Begin Selected passage
[Learnings] 001 - AI Applied (Prompt Engineering and Evaluation)

This is typically the part of using AI models that differentiates the power users from regular users.

I'll admit for the longest time I avoided looking at my prompts and was a strong believer that I can brute force repeat my way into an output that works, but that's a waste of time and money (tokens).

Instead there are 2 main ways most AI Engineers really boost their outputs - Prompt Engineering and Evaluation.

So what's the difference?

Prompt Engineering - Best Practices for improving prompts

Prompt Evaluation - Automated Testing to measure how well your prompts work.

I'll start with Prompt Evaluation and then go into some Prompt Engineering Techniques.

Prompt Evaluation

This typically follows a simple, 5-step cycle of iteration (as most things in computer science do):

i. Draft a Prompt

Here you can either just create any text you would normally pass in or a prompt based on some of the prompt engineering techniques I will cover soon. This is the prompt you want to improve!

Example:

prompt = f"""
Please answer the user's question:

{question}
"""

ii. Create an Evaluation Dataset

An evaluation dataset contains inputs that we'll feed into our prompt. For each combination of prompt and input, we'll run the prompt and analyze the results.

Say our goal is to create a prompt to give us valid code for various AWS specific tasks, now to test our prompt we will need some AWS tasks, here we can create our own by hand to test our prompt or we can make the model create our test dataset as well! Here is an example:

{
  {
    "task": "Parse an AWS S3 bucket name from an S3 URI and extract just the bucket name",
  },
  {
    "task": "Write a Python function that validates an AWS IAM role ARN format",
  },
  {
    "task": "Create a JSON CloudFormation template snippet for an S3 bucket with versioning enabled and public access blocked",
  },
}

Or to continue our first example with the prompt "Please answer the user's question:", our evaluation dataset may look something like:

What is 2 + 2?
How many hours are in the day?
Who is Buzz Aldrin?

iii. Feed through AI Model

Now you feed your original prompt (step 1) with the evaluation dataset questions (step 2). So in our example you will send the model something like:

Please answer the user's question:
What is 2 + 2?

iv. Feed into a Grader

Here the grader evaluates the quality of the model's output, examining things like response based on the original question.

In our example, the grader might assign:

Math question: 10 (perfect answer)
Time question: 4 (needs improvement)
Buzz Aldrin question: 9 (very good answer)
End Selected passage
> _Exercise task 1_: From the post on prompt engineering and evaluation, write out the passage from "Here the grader" up to and including "4 (needs improvement)".
> _Exercise task 2_: In the post on prompt engineering and evaluation, what score might the grader assign to the time question?
Begin Given data
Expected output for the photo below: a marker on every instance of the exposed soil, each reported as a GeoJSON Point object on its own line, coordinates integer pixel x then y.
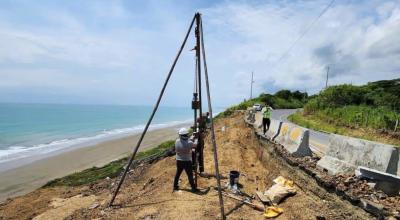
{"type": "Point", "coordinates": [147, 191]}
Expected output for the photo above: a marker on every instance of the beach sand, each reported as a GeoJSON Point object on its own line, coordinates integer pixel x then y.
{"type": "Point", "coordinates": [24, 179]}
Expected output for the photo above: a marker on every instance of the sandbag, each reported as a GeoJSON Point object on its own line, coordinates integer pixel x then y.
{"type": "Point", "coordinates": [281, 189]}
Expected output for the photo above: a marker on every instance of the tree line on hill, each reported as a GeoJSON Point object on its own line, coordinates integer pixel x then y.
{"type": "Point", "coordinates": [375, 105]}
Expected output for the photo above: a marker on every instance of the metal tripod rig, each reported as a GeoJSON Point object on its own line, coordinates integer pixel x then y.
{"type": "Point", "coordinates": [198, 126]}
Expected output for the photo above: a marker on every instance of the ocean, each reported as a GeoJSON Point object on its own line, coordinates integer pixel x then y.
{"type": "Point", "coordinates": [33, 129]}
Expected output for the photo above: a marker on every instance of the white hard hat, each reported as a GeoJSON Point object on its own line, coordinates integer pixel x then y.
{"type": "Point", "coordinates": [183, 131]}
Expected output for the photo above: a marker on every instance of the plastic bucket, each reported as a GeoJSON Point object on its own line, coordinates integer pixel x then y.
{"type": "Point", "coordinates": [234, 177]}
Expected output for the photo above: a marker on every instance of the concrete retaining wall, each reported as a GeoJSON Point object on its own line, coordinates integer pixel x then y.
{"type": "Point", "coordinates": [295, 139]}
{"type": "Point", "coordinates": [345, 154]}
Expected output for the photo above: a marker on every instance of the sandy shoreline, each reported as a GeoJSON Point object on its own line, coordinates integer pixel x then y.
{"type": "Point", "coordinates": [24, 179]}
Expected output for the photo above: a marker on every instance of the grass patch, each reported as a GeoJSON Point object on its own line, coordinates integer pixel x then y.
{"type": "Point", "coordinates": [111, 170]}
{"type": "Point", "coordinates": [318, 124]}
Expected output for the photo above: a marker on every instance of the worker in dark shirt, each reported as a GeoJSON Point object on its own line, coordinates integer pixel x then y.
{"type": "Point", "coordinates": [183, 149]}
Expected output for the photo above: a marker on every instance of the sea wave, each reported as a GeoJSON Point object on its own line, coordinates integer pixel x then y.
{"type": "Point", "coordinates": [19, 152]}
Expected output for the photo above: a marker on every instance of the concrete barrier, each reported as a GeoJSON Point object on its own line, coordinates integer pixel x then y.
End Given data
Begin Given data
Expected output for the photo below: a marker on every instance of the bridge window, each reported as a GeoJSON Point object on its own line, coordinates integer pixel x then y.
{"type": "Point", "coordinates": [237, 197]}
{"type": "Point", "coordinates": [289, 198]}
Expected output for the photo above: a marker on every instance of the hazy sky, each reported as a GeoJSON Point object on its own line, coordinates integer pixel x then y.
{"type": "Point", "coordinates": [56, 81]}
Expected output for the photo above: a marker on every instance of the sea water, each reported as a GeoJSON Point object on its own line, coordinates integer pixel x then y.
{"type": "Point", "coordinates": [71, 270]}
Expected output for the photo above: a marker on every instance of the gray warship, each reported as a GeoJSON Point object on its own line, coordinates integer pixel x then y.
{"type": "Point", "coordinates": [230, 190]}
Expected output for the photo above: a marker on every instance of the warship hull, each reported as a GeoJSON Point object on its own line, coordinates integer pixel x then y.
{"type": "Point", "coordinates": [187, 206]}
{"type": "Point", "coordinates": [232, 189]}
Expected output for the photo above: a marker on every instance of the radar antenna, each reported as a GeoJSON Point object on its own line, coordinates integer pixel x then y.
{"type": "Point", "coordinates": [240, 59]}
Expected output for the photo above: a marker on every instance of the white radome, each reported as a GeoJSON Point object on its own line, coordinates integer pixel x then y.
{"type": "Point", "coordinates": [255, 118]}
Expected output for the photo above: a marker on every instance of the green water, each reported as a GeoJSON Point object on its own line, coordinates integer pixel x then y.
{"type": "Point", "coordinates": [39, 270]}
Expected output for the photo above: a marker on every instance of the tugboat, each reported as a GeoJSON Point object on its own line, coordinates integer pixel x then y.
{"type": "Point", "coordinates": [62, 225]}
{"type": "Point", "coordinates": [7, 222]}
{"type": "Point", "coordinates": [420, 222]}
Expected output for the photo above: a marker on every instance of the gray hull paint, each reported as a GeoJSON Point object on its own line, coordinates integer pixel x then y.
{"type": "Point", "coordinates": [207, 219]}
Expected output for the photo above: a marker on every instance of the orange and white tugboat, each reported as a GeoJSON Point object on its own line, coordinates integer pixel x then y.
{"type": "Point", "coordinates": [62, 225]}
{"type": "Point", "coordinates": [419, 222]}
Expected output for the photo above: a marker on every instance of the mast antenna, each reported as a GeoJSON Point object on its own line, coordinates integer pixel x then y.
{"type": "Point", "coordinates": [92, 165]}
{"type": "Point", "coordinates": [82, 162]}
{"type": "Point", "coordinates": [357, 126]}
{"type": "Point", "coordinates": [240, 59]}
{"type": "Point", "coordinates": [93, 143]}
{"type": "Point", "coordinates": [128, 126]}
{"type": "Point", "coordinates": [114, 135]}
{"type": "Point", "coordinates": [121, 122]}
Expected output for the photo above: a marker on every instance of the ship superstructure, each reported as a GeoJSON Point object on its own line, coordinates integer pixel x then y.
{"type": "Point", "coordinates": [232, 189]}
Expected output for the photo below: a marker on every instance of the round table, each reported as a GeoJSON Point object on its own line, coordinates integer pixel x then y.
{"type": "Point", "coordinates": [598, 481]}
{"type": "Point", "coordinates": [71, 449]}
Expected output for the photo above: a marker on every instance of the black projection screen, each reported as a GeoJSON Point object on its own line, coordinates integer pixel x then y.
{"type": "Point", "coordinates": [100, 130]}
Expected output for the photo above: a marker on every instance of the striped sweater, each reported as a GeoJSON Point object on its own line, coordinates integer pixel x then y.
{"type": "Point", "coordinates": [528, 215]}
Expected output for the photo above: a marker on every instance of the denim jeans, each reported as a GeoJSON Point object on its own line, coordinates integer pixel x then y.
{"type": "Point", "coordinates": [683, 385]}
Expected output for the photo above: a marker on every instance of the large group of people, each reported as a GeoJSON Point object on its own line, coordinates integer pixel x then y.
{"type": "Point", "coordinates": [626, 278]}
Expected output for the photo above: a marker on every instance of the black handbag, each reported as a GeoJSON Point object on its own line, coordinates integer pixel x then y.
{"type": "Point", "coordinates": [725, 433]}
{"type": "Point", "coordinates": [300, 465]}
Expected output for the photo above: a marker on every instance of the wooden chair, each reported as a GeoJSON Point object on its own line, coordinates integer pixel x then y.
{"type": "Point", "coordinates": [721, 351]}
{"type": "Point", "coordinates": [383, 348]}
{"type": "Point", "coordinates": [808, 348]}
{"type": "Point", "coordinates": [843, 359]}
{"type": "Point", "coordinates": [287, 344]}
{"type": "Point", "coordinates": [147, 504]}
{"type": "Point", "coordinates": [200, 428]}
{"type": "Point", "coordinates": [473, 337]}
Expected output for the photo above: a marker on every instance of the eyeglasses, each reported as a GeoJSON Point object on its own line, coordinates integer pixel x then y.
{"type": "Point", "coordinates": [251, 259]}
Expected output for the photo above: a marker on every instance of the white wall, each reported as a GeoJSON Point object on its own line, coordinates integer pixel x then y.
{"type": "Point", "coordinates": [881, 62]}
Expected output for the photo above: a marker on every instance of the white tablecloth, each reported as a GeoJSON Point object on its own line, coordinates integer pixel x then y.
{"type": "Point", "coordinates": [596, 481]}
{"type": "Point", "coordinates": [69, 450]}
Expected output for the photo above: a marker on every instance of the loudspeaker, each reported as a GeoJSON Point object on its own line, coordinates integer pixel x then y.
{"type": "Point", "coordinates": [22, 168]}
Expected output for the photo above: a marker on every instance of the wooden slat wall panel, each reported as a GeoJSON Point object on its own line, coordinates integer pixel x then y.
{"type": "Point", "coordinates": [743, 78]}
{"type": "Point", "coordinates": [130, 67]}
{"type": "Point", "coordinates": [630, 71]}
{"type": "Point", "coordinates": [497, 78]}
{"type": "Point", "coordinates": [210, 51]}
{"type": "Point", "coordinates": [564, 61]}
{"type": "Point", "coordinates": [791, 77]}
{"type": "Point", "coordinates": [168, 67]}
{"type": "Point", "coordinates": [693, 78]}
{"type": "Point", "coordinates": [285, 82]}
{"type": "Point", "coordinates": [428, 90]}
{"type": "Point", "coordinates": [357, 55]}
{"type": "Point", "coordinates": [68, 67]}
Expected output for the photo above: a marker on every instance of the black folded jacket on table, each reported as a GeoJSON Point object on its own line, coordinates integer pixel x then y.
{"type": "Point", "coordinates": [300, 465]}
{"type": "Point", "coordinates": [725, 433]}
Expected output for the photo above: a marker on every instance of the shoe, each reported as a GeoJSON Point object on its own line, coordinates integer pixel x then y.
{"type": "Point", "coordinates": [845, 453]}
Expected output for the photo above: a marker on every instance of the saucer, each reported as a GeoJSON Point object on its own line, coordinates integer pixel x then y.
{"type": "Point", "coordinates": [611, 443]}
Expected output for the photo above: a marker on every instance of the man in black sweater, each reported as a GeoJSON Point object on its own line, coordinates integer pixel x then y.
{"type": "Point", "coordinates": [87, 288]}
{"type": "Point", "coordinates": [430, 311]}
End Given data
Begin Given data
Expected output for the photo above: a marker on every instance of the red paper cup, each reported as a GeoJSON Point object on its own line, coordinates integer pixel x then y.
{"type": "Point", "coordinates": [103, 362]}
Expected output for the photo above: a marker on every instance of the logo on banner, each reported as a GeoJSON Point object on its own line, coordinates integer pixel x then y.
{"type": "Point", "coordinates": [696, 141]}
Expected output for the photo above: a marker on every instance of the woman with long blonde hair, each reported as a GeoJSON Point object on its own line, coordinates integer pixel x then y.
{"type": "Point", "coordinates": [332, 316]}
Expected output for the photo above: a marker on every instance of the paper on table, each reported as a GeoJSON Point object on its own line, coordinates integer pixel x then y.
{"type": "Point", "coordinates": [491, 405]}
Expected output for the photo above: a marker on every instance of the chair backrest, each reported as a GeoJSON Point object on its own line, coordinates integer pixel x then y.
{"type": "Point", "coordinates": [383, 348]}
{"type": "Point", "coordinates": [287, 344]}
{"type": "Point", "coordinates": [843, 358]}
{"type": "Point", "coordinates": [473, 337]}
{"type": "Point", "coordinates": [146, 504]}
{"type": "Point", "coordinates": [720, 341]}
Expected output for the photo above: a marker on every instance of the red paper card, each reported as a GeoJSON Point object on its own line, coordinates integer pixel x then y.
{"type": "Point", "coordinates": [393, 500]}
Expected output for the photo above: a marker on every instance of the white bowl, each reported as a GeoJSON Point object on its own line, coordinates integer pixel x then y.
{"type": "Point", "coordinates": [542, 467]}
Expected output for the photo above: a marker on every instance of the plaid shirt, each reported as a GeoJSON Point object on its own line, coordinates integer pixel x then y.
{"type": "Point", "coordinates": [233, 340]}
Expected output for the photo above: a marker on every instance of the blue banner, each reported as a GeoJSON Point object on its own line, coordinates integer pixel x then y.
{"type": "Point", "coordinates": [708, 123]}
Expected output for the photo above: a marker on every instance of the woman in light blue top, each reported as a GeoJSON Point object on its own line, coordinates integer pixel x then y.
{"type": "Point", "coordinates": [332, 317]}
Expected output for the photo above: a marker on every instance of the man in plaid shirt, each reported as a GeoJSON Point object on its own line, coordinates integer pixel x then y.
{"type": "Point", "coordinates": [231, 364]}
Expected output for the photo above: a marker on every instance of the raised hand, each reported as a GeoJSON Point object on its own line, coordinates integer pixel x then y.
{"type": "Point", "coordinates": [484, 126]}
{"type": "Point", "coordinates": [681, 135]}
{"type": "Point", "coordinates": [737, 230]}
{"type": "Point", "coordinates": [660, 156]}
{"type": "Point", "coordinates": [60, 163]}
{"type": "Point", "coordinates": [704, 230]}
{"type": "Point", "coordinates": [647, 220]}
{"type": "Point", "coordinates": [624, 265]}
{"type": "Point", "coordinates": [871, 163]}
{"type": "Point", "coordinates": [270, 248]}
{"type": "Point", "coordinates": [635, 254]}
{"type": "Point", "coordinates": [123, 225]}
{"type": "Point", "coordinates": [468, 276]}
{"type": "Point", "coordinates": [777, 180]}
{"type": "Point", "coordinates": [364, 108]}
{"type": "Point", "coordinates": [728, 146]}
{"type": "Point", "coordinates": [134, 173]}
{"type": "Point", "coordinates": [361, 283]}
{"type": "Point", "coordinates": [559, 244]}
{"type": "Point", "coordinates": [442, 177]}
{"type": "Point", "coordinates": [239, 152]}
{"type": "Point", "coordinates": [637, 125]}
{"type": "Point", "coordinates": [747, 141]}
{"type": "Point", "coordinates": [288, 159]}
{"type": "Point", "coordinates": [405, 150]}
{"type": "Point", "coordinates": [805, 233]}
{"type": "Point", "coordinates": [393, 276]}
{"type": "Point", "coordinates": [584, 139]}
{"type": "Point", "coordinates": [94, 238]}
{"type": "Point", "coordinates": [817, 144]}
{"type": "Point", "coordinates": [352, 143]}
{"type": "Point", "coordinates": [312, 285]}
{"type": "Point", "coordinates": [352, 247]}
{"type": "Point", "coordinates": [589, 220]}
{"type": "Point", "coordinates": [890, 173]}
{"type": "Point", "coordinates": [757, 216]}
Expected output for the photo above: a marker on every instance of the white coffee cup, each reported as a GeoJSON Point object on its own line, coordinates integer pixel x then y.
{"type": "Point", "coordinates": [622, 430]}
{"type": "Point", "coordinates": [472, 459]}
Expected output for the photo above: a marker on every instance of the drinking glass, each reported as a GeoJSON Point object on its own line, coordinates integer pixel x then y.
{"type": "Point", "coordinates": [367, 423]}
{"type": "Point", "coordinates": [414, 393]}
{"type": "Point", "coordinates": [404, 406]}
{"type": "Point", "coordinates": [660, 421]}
End Given data
> _Solution 1_:
Here the grader evaluates the quality of the model's output, examining things like response based on the original question.

In our example, the grader might assign:

Math question: 10 (perfect answer)
Time question: 4 (needs improvement)

> _Solution 2_: 4, meaning it needs improvement.